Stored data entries
[BEGIN]
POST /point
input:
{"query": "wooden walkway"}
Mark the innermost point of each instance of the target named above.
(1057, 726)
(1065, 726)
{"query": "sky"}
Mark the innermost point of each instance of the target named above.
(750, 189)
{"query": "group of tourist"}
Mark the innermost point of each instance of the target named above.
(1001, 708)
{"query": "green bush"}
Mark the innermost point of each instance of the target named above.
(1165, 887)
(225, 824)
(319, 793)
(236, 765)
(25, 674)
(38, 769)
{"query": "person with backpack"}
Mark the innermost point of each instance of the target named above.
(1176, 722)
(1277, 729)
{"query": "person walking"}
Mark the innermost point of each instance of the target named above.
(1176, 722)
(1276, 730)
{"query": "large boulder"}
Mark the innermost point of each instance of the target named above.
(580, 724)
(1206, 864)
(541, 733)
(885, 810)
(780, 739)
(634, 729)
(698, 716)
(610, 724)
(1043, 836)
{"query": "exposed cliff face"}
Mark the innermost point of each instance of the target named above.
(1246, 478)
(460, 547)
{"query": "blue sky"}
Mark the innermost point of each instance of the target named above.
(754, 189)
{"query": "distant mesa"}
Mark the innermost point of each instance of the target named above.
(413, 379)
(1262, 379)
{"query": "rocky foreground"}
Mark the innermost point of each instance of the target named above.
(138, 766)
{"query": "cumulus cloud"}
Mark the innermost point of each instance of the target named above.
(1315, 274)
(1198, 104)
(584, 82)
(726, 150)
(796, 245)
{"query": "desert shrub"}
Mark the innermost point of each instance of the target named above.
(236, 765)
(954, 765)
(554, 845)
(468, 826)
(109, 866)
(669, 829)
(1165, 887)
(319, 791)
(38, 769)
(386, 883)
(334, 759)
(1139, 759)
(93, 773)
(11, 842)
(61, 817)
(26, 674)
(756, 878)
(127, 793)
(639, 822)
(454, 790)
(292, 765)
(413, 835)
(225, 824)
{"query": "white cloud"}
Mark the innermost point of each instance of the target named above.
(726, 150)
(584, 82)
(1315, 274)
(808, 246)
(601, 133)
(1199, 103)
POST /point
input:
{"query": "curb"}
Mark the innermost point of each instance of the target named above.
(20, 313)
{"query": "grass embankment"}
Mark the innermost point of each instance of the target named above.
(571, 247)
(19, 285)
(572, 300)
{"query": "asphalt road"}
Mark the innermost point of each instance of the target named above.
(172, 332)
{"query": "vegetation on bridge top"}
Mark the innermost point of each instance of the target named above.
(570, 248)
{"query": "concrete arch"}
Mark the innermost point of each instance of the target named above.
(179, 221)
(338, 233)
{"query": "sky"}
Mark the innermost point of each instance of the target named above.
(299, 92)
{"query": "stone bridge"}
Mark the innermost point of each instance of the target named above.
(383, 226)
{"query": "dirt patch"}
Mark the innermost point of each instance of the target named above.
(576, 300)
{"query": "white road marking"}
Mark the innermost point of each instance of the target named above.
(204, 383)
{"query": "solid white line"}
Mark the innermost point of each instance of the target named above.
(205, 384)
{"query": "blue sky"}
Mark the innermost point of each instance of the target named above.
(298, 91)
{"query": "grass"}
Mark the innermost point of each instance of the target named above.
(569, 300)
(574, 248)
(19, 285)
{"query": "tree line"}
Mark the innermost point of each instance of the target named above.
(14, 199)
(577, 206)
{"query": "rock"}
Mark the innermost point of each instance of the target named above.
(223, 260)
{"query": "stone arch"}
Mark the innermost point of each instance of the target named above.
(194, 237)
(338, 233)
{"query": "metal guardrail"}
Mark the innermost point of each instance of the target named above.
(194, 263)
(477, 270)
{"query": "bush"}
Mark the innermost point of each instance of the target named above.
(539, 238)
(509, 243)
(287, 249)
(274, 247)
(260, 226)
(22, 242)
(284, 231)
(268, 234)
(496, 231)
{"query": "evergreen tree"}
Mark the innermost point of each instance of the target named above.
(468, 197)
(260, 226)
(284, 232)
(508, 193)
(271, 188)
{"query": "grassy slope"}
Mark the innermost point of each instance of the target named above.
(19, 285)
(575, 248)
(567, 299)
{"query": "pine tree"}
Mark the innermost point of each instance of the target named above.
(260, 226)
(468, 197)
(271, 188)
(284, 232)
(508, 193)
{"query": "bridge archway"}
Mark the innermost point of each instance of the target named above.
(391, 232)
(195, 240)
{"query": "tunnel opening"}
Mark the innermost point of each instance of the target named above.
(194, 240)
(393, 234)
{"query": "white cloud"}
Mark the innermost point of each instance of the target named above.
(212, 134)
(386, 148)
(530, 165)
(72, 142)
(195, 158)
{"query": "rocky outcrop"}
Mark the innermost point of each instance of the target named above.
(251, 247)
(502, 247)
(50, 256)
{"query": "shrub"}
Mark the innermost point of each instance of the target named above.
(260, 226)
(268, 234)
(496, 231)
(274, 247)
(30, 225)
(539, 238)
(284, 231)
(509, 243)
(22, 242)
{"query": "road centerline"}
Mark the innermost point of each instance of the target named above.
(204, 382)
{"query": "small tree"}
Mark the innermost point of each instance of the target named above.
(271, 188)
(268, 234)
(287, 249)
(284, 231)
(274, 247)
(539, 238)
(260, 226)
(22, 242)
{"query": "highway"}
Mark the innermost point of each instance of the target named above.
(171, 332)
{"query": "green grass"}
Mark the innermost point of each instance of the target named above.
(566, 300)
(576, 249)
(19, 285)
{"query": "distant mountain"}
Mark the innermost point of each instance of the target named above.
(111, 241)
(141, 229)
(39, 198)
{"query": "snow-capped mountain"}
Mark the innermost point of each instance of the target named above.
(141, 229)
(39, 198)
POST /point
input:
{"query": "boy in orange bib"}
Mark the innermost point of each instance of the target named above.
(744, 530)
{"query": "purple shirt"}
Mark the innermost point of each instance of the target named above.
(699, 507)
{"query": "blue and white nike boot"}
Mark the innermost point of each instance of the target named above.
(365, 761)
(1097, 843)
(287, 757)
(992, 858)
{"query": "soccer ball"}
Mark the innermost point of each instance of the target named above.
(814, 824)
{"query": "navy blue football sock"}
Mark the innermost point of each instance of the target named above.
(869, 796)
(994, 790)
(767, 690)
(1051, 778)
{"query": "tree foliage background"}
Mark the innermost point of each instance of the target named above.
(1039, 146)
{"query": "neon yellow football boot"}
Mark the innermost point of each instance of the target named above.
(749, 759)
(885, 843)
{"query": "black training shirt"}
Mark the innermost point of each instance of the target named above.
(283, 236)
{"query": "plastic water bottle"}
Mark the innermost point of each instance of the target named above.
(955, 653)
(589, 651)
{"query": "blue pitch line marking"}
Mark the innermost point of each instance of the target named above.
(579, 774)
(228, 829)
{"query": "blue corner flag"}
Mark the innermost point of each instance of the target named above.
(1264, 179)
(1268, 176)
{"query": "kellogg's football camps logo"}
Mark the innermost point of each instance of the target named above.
[END]
### Objective:
Scale everything from the start of the material down to the line containing "(1276, 730)", including both ends. Reproduce every line, requests included, but multiply each point coordinate in the answers by 0.25 and round to whole numbers, with halves going up.

### Task result:
POST /point
input:
{"query": "wooden walkway"}
Mark the innermost point of each instance of the target named above.
(264, 182)
(266, 182)
{"query": "sky"}
Mark the innermost point of each instance of the target named above.
(188, 47)
{"query": "group of tourist"}
Mark the innermost point of each instance of the target named above.
(250, 177)
{"query": "green bush"}
Mark the innermost point of each instance of the target named above.
(291, 222)
(56, 206)
(80, 198)
(59, 191)
(6, 169)
(10, 192)
{"query": "person with backpack"}
Mark the innermost point of each instance of the target named above.
(294, 181)
(319, 182)
{"query": "person walking"}
Mark the innermost point of each instance of the target named above.
(294, 181)
(319, 183)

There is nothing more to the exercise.